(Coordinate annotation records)
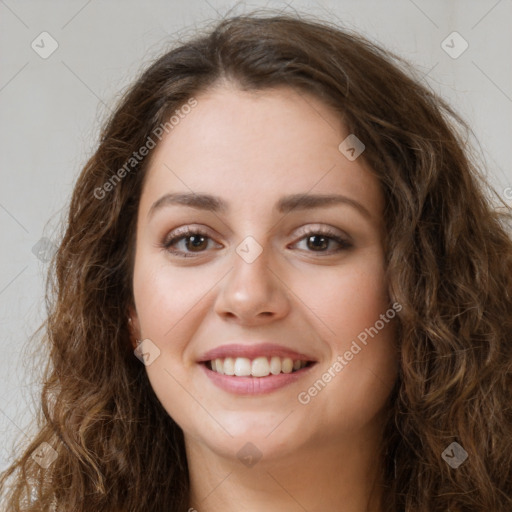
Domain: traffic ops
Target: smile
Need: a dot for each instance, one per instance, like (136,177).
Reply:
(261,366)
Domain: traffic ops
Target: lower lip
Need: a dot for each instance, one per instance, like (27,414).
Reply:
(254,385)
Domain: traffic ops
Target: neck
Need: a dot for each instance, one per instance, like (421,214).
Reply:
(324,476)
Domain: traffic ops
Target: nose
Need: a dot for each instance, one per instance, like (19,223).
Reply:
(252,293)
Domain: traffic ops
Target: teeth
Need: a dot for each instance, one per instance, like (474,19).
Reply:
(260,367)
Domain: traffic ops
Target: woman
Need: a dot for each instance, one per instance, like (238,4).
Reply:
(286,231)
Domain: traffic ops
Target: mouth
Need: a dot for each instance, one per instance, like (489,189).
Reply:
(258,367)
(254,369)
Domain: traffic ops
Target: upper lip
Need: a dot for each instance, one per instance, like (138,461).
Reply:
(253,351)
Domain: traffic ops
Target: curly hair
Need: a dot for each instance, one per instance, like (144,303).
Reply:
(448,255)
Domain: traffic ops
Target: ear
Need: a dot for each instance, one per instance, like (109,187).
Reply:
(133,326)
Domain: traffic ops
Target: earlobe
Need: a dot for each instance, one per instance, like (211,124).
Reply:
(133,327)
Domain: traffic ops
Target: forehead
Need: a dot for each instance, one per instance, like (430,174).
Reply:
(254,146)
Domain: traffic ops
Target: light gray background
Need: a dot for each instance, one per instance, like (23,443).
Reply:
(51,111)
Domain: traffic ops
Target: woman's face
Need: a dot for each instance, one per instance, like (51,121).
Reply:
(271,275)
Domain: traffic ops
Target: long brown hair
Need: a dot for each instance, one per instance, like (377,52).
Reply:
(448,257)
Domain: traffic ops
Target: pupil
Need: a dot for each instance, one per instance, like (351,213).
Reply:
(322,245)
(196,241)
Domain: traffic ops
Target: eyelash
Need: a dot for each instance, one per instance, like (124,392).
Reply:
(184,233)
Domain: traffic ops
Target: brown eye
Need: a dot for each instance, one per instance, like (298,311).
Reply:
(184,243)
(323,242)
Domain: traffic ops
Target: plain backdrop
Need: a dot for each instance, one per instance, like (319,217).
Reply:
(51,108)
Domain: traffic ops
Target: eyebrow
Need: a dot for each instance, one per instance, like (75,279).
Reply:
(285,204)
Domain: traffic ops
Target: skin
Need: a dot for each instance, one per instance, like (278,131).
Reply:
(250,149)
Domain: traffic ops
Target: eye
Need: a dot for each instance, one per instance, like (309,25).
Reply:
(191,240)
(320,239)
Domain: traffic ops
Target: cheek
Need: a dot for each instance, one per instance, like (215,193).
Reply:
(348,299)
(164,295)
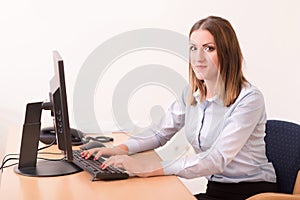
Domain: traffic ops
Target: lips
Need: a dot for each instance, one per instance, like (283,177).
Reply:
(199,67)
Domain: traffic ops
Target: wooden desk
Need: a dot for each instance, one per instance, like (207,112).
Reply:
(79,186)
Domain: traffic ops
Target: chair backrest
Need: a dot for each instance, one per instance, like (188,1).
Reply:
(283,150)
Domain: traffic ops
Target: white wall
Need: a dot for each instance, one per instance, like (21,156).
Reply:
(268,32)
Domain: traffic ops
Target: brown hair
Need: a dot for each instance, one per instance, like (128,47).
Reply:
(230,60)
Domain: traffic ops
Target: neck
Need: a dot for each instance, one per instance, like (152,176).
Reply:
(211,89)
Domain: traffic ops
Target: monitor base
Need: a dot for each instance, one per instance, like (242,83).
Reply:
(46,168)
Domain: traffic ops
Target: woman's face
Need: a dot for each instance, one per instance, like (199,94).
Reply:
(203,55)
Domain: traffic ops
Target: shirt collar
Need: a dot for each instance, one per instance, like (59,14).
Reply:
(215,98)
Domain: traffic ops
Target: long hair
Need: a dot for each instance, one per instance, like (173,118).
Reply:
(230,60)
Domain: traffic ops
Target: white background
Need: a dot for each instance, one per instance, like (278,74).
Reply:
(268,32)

* **The task**
Write out the entries above word for word. Do not include the pictures.

* **Result for this task**
Domain: traffic ops
Target: smile
Need: a dot for each instance, one per instance, like (136,177).
Reply:
(261,366)
Domain: traffic ops
Target: lower lip
Need: a dot for each instance, one per instance, like (27,414).
Reply:
(254,385)
Domain: traffic ops
Target: neck
Need: a dot for each instance, one per instance, like (421,214).
Reply:
(324,476)
Domain: traffic ops
Target: nose
Need: a dot for each instance, one per instance, like (19,223).
Reply:
(252,293)
Domain: traffic ops
Target: teeth
Need: a dot for each instance, one per instance, like (474,19).
Reply:
(260,367)
Domain: traffic ops
Target: woman
Need: a dot for each instance, one per instance, like (238,4).
Reply:
(286,231)
Domain: traffic ops
Target: mouth
Need: a dot for each instance, one per instance, like (489,189).
Reply:
(258,367)
(254,369)
Domain: traffic ops
Target: upper lip
Need: a dot for each instance, one per instance, like (138,461).
Reply:
(253,351)
Domain: traffic ops
Target: curly hair
Need: a dot for each instance, one per instance, like (144,303).
Reply:
(448,255)
Domain: traffic ops
Target: ear
Need: a dot for each instance, one per instance, like (109,187).
Reply:
(133,326)
Domain: traffic ops
Target: earlobe
Need: a dot for each instance, one per instance, like (211,124).
Reply:
(133,327)
Domain: traffic ops
Target: forehead
Need: a dot for each instance, one per instance, like (430,174).
Reply:
(254,146)
Domain: traffic ops
Target: light gray background
Need: a dot for each instance, one per instance, like (23,443).
Reply:
(51,111)
Domain: traffic ops
Target: woman's face
Need: a dot for each instance, one per instance, like (51,121).
Reply:
(271,275)
Domain: traffic ops
Target: long brown hair
Need: a dot for each instance, one per instance, like (377,52).
Reply:
(448,257)
Domain: traffic ops
Target: pupil
Need: a dot for each instance, one per instance, like (351,213).
Reply:
(322,245)
(196,241)
Domain: traffic ops
Target: eyelash
Need: a dot for each instance, one per instance, like (124,392).
Reply:
(184,233)
Domain: traffic ops
Target: brown eye
Need: a dot for each instance, one per instance, like (298,311).
Reply:
(184,243)
(323,242)
Domain: traffic ops
Target: plain backdrop
Need: a dot for each instance, one per instance, like (319,217).
Reply:
(51,108)
Domain: traffic ops
Target: eyebrow
Need: a dot for each instance, one per instance, like (75,279).
Reply:
(285,204)
Domain: traffic ops
Target: skin
Need: a dot for each instance, one per instance, like (278,131).
Reply:
(250,149)
Domain: traffic ops
Target: eye
Need: a dot for each instance, one per instance, like (309,25).
Reply:
(191,240)
(320,239)
Domain: traffic ops
Target: cheek
Need: a dot for each instance, one per instance, like (215,193).
Reply:
(348,299)
(164,295)
Domain: traffic ops
Target: lips
Need: a dot for each instance, one per instance, like (283,177).
Reply:
(199,67)
Domain: traffic ops
Target: wooden desk
Need: a dot for each instance, one per instance, like (207,112).
Reply:
(79,186)
Domain: traffic ops
Target: chair backrest
Need: a dot for each instance, one per instance, like (188,1).
Reply:
(283,150)
Domain: traffic ops
Target: white wall
Need: a dot for each instance, one per instance, like (21,156).
Reply:
(268,32)
Domain: traffic ops
Target: brown hair
Need: a dot for each instance, one per instance, like (128,47).
Reply:
(230,60)
Domain: traffic ops
Target: neck
Need: a dot for each instance, one per instance, like (152,176).
Reply:
(211,89)
Domain: traffic ops
Target: monitor base
Need: a dot for each instance, one per instance, like (242,83).
Reply:
(46,168)
Domain: traffic ops
Target: woman's face
Need: a dot for each instance, one per instance, like (199,94).
Reply:
(203,55)
Domain: traffic ops
Target: shirt collar
Need: a dot for each instance, one per instance, like (59,14).
Reply:
(215,98)
Domain: traffic ops
Target: long hair
Need: a dot for each instance, one per instance, like (173,118).
Reply:
(230,60)
Domain: traffic ops
Target: white background
Need: a dot for each instance, one per instance, like (278,74).
Reply:
(268,32)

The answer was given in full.